» Information provided
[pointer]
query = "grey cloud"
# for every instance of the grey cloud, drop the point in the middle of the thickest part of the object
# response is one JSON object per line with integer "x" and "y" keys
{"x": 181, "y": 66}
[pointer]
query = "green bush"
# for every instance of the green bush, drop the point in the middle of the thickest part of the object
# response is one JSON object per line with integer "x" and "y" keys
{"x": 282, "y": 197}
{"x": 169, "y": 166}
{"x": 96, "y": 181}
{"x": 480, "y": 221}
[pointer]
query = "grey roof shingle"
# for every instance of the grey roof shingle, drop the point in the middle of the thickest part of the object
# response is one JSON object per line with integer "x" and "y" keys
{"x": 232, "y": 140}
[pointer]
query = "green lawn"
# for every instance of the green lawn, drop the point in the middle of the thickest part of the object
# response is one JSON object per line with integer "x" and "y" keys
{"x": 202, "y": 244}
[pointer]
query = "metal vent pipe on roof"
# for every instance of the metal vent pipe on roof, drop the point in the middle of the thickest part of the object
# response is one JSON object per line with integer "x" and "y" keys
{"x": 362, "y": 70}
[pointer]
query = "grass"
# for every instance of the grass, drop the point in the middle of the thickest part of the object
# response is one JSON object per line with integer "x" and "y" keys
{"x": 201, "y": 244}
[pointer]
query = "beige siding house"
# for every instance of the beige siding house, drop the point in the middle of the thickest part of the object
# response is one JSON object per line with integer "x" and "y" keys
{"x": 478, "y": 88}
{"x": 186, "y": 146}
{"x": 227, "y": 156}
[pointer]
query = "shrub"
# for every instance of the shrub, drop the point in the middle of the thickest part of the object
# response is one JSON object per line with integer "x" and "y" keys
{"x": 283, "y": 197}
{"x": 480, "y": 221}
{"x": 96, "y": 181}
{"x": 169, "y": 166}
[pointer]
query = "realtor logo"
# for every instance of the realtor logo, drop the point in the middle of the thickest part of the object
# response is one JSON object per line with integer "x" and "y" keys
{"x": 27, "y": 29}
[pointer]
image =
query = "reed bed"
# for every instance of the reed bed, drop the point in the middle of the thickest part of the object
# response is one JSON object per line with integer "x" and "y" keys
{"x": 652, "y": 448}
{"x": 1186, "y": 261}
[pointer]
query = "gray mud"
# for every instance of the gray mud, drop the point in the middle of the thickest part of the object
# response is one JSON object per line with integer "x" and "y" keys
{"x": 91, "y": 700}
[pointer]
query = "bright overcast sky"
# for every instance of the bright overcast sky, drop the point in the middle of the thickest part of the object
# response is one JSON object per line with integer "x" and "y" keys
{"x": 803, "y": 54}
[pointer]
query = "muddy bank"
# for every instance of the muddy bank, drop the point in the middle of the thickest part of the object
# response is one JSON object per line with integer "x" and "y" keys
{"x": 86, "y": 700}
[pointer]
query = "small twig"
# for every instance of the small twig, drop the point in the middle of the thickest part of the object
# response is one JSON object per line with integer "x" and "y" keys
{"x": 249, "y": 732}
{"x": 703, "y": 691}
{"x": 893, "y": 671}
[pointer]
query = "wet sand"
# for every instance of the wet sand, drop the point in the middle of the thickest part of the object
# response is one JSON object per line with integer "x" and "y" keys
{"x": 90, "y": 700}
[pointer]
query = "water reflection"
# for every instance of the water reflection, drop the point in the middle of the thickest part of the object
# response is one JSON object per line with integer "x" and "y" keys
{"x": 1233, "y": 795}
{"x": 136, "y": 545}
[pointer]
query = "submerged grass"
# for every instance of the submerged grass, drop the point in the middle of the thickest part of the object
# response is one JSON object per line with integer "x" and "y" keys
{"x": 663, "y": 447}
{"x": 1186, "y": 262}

» To do
Wherever the word "logo" occurs in a line of the listing, copy that line.

» Result
query = "realtor logo"
# for every instance of the realtor logo, drop the point in the middle of the thickest part of the object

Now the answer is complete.